Kate Aronoff at
In These Times writes—
The Death of Climate Denialism—Soon the Right will have to abandon its head-in-the-sand strategy—but its next tactic may be more dangerous. An excerpt:
The U.K’s New Secretary of Energy and Climate Change, Amber Rudd, has this to say about wind farms: “I personally quite enjoy seeing them.” A Conservative Party MP, Rudd received a promotion last month when David Cameron’s Tories beat out Labour. Less bland than her sentiments about wind farms are her policy proposals for them: They will receive no new federal subsidies, she says, and decisions on whether to build them will rest in the hands of local governments.
Therein lies the contradiction of Rudd, a former investment banker and self-professed “Thatcherite when it comes to climate change”: She believes ardently in global warming and the necessity of mitigating it—so long as those efforts don’t dip into public coffers.
To U.S. progressives, a Department of Climate Change like Rudd’s might sound like a dream, let alone a conservative heading it who accepts the reality of anthropogenic global warming. This winter, Sen. Jim Inhofe (R-Okla.), chair of the Committee on Environment and Public Works, threw a snowball on the Senate floor to disprove the 97 percent of “eggheads” in “science laboratories” who cite evidence of climate change. Not all U.S. conservative denialism is as quaint as Inhofe’s: Oil barons Charles and David Koch have poured $79 million into talking heads, bogus scientific studies and front groups like Americans for Prosperity—all aimed at convincing the public that climate change is a bugaboo. A Drexel University study found that between 2003 and 2010, conservative foundations invested $900 million in climate-change denial campaigns.

▬▬▬▬▬▬

Work to be completed
According to the excerpt on climate denialism, how much did conservative foundations invest in climate-change denial campaigns between 2003 and 2010? The records that follow are not required.

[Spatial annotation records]
▬▬▬▬▬▬

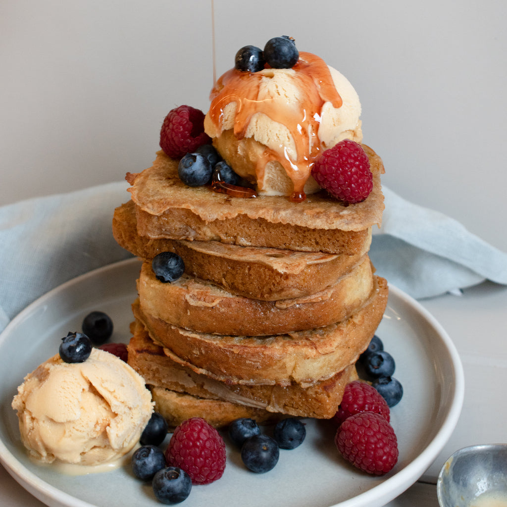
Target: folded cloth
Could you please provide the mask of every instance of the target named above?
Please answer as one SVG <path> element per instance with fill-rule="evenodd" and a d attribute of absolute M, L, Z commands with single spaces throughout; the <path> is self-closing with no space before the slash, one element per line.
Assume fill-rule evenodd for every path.
<path fill-rule="evenodd" d="M 113 237 L 114 208 L 129 199 L 118 182 L 0 207 L 0 331 L 65 281 L 131 255 Z M 416 298 L 485 279 L 507 284 L 507 254 L 458 222 L 384 187 L 383 225 L 370 256 L 379 274 Z"/>
<path fill-rule="evenodd" d="M 507 254 L 456 220 L 382 190 L 385 210 L 370 252 L 377 274 L 417 299 L 485 280 L 507 284 Z"/>

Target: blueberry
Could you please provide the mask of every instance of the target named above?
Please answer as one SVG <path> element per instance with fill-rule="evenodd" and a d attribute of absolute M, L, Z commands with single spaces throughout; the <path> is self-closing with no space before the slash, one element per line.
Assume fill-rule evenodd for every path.
<path fill-rule="evenodd" d="M 242 417 L 229 424 L 228 433 L 233 443 L 240 448 L 247 439 L 260 434 L 261 429 L 254 419 Z"/>
<path fill-rule="evenodd" d="M 382 395 L 389 407 L 394 407 L 403 396 L 403 386 L 400 381 L 392 377 L 381 377 L 372 385 Z"/>
<path fill-rule="evenodd" d="M 359 356 L 359 360 L 360 363 L 364 363 L 369 354 L 383 350 L 384 344 L 382 340 L 376 335 L 374 335 L 367 349 Z"/>
<path fill-rule="evenodd" d="M 82 333 L 70 333 L 62 338 L 60 357 L 65 363 L 84 363 L 92 351 L 92 342 Z"/>
<path fill-rule="evenodd" d="M 167 421 L 164 416 L 154 412 L 141 433 L 139 441 L 141 445 L 160 445 L 167 434 Z"/>
<path fill-rule="evenodd" d="M 306 429 L 299 419 L 283 419 L 275 426 L 273 436 L 280 449 L 296 449 L 305 440 Z"/>
<path fill-rule="evenodd" d="M 283 35 L 270 39 L 264 46 L 264 58 L 273 68 L 291 68 L 299 59 L 294 40 Z"/>
<path fill-rule="evenodd" d="M 218 172 L 218 178 L 221 182 L 231 185 L 237 185 L 239 183 L 239 175 L 234 172 L 232 167 L 225 160 L 221 160 L 215 164 L 213 172 L 213 178 L 216 177 L 216 172 Z"/>
<path fill-rule="evenodd" d="M 134 475 L 141 481 L 149 481 L 166 466 L 163 452 L 154 445 L 139 447 L 132 455 L 131 462 Z"/>
<path fill-rule="evenodd" d="M 161 252 L 153 258 L 152 268 L 158 280 L 163 283 L 170 283 L 183 274 L 185 265 L 177 254 Z"/>
<path fill-rule="evenodd" d="M 234 66 L 242 72 L 258 72 L 265 63 L 262 50 L 256 46 L 243 46 L 234 58 Z"/>
<path fill-rule="evenodd" d="M 200 187 L 211 179 L 212 167 L 201 153 L 187 153 L 178 164 L 178 175 L 186 185 Z"/>
<path fill-rule="evenodd" d="M 374 379 L 390 377 L 394 373 L 394 360 L 385 350 L 371 352 L 365 359 L 363 365 L 367 374 Z"/>
<path fill-rule="evenodd" d="M 203 144 L 195 151 L 195 153 L 204 155 L 209 161 L 212 167 L 222 160 L 222 157 L 212 144 Z"/>
<path fill-rule="evenodd" d="M 168 466 L 155 475 L 152 486 L 155 496 L 162 503 L 179 503 L 190 494 L 192 479 L 181 468 Z"/>
<path fill-rule="evenodd" d="M 247 468 L 264 474 L 273 468 L 280 455 L 278 445 L 267 435 L 254 435 L 247 439 L 241 447 L 241 459 Z"/>
<path fill-rule="evenodd" d="M 83 332 L 96 345 L 102 345 L 113 334 L 113 321 L 103 312 L 93 311 L 83 319 Z"/>

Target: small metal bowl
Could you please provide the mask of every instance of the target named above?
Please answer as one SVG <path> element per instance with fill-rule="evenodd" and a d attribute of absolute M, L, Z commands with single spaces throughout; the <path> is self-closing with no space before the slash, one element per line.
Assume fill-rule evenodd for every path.
<path fill-rule="evenodd" d="M 479 506 L 482 500 L 482 505 L 507 506 L 507 444 L 457 451 L 440 470 L 437 494 L 441 507 Z"/>

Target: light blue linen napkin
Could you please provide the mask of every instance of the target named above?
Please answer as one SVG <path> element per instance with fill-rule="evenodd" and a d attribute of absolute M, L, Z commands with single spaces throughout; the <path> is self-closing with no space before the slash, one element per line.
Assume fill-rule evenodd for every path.
<path fill-rule="evenodd" d="M 124 182 L 0 207 L 0 331 L 25 307 L 79 275 L 131 257 L 113 237 Z M 489 279 L 507 284 L 507 254 L 458 222 L 385 187 L 383 225 L 370 251 L 377 272 L 416 298 Z"/>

▬▬▬▬▬▬

Reply to the exercise
$900 million.